§ **A block of data**
----

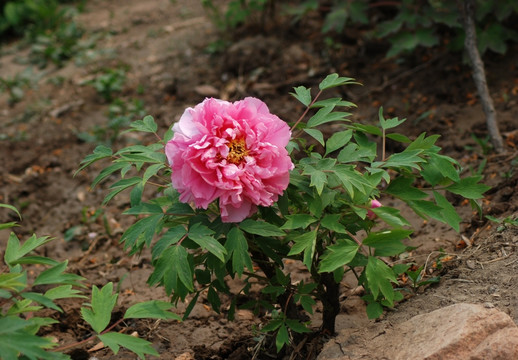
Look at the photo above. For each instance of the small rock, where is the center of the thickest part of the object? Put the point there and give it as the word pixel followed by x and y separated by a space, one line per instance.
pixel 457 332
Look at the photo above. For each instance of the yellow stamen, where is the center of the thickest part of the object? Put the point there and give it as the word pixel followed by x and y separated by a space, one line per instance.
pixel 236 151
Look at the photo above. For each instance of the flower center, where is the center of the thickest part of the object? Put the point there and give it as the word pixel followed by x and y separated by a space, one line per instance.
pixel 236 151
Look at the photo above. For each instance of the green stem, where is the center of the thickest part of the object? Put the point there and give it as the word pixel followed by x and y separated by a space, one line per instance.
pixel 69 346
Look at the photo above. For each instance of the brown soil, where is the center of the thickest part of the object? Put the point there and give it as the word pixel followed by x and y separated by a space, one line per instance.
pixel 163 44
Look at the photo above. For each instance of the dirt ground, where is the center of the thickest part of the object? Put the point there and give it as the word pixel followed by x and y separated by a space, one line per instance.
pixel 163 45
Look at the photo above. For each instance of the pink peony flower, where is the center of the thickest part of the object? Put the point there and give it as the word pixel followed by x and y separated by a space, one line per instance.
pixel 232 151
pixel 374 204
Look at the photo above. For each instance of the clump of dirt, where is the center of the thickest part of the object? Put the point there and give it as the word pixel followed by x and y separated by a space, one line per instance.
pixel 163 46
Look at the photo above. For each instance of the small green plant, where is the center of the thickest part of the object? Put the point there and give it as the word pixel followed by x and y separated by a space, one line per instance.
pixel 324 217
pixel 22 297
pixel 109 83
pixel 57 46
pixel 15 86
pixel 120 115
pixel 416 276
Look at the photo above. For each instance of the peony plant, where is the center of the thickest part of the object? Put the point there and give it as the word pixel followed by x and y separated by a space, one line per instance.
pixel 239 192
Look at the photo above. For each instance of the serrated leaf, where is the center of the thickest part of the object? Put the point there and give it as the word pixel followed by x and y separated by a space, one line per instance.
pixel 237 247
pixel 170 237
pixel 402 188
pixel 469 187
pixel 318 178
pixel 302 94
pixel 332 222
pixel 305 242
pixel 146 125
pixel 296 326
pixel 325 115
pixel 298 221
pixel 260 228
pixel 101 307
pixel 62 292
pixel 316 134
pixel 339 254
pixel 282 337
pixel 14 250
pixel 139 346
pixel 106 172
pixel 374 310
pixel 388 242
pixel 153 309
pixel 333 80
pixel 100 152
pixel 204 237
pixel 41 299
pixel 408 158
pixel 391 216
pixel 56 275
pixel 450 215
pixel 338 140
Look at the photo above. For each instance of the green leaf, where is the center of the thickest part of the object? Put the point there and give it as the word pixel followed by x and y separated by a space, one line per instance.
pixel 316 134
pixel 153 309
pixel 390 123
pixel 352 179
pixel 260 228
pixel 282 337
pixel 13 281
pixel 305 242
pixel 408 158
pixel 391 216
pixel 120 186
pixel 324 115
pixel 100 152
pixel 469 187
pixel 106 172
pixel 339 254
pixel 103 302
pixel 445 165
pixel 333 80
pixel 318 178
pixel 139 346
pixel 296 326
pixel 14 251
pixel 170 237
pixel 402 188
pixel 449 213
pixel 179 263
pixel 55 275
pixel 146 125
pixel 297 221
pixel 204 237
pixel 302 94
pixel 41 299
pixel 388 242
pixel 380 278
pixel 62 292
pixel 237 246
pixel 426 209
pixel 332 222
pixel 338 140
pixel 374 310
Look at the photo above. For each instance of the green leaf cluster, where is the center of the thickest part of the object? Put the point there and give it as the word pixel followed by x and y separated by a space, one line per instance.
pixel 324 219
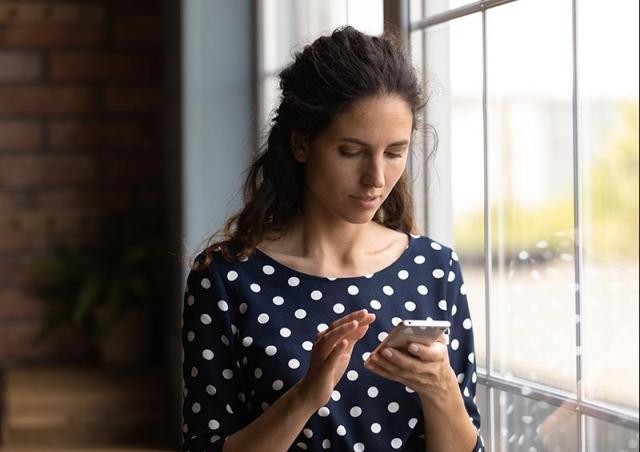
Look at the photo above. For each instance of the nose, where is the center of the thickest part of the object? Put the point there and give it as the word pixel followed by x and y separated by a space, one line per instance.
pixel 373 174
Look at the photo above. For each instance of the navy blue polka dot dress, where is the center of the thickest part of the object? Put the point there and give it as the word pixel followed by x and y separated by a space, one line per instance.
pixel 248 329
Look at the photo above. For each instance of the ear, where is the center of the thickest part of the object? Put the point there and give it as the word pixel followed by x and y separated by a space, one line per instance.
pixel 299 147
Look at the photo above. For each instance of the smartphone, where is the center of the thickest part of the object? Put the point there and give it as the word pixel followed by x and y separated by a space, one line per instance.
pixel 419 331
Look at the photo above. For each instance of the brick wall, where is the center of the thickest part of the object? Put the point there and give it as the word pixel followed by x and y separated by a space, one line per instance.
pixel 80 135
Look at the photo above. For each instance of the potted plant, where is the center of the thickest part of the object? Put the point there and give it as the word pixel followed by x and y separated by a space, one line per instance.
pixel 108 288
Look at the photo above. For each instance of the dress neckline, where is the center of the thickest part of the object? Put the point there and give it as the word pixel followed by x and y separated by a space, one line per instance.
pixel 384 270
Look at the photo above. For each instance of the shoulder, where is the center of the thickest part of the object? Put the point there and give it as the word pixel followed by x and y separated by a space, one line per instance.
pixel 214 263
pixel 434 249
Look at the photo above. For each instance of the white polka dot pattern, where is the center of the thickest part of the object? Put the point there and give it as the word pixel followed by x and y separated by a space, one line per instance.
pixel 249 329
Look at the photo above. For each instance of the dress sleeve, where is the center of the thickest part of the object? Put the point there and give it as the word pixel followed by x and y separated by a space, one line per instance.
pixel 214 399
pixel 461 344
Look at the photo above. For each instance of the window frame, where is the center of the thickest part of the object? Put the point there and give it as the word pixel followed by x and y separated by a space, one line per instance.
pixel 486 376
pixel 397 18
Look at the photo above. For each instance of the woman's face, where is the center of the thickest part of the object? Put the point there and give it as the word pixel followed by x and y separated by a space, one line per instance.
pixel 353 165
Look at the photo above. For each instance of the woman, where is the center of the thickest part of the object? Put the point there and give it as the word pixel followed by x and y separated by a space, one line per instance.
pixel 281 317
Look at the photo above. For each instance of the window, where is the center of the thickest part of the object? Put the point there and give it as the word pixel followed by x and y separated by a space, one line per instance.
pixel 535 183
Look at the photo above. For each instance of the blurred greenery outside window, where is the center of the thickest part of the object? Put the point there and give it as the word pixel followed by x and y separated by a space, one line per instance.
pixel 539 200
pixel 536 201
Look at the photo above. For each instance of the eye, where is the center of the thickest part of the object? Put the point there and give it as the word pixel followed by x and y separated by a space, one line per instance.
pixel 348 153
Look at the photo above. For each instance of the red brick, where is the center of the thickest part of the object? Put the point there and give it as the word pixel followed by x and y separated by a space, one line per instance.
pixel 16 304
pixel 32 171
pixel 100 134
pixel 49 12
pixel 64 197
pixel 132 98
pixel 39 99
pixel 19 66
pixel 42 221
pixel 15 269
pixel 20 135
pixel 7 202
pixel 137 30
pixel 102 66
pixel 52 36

----

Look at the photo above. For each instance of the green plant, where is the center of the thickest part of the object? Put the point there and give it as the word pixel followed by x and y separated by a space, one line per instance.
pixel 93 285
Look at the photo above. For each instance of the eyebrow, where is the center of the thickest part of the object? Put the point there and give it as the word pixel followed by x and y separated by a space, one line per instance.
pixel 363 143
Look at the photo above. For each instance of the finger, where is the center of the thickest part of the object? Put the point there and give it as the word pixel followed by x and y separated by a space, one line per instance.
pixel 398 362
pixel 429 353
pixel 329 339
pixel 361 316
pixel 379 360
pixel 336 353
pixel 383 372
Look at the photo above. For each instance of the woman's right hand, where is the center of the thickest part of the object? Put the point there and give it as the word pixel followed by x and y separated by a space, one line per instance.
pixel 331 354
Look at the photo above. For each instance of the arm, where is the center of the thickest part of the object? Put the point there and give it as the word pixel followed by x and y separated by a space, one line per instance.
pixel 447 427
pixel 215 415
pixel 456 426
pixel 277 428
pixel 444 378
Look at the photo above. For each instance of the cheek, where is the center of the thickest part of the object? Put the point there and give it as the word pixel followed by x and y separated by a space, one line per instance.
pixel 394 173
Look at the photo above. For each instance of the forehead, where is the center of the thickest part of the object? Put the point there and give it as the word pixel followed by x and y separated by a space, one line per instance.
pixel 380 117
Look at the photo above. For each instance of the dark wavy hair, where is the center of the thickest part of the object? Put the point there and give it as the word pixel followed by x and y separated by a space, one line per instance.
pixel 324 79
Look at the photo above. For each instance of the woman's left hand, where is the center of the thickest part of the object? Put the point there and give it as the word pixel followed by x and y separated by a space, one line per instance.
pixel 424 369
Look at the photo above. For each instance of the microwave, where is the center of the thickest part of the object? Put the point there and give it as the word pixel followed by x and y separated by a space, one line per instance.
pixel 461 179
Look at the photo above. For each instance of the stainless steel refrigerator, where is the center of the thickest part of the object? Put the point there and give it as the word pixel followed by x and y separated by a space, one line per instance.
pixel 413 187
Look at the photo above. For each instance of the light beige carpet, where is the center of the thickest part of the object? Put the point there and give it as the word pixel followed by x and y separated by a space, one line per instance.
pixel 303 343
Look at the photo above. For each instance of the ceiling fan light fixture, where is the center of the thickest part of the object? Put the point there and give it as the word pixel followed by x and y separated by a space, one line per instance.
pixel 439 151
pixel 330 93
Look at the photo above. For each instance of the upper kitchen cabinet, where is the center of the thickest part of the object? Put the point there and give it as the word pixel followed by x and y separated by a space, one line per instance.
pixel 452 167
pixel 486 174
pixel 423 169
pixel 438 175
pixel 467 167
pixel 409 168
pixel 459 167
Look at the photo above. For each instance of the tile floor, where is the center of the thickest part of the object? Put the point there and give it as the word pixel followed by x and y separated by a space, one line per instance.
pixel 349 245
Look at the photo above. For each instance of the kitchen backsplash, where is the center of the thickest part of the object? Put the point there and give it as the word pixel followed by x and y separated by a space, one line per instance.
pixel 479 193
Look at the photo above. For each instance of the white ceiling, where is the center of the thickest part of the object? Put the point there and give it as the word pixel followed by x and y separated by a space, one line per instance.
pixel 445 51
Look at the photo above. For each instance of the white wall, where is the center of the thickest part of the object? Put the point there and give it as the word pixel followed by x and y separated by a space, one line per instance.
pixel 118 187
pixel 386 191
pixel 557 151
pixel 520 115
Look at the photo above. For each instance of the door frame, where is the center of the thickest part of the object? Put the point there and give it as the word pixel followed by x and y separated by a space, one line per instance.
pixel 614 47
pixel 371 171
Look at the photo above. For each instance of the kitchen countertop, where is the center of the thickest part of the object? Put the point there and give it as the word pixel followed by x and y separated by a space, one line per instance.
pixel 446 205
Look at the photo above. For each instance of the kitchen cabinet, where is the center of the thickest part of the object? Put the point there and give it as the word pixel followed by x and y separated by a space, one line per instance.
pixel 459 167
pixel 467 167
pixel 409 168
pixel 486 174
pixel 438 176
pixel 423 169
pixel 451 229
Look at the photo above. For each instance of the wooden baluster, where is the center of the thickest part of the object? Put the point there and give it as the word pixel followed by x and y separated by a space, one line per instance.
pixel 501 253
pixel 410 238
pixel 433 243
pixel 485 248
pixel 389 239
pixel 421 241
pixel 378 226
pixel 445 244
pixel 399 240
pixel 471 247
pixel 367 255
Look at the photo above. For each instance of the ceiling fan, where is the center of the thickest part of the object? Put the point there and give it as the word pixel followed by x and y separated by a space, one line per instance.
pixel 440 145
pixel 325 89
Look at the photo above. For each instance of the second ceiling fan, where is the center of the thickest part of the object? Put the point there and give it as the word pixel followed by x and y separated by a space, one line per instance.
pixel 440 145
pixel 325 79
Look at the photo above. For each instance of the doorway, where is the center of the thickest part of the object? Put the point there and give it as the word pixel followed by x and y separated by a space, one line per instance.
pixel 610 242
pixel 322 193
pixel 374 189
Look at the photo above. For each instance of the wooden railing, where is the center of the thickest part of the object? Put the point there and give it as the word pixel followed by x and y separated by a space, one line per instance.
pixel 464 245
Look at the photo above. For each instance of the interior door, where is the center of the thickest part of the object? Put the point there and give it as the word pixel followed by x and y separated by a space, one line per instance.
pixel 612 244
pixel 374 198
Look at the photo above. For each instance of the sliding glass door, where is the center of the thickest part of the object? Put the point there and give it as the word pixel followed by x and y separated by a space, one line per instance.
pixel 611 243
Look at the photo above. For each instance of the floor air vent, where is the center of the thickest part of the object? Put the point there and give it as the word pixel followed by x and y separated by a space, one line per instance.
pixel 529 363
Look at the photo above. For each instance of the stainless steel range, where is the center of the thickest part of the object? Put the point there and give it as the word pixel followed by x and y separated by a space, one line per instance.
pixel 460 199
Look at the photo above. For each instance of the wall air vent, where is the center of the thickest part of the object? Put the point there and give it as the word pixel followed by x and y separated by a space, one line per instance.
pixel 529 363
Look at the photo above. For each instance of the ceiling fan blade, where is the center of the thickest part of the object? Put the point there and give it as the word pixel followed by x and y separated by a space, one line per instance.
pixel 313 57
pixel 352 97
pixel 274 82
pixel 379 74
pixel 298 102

----

Reproduce word for word every line from the one containing "Look at the photo above. For each instance of the red" down to the one containing "pixel 52 36", with both of those lines included.

§ **TASK RESPONSE**
Look at the photo above. For each instance of the red brick, where is the center of the thickest part of the object? Put the point there and give it as the word pixel followed by x and y separated by a space, one line per instance.
pixel 16 304
pixel 32 171
pixel 100 134
pixel 49 12
pixel 64 197
pixel 132 98
pixel 39 99
pixel 19 66
pixel 42 221
pixel 15 269
pixel 20 135
pixel 7 202
pixel 137 30
pixel 102 66
pixel 52 36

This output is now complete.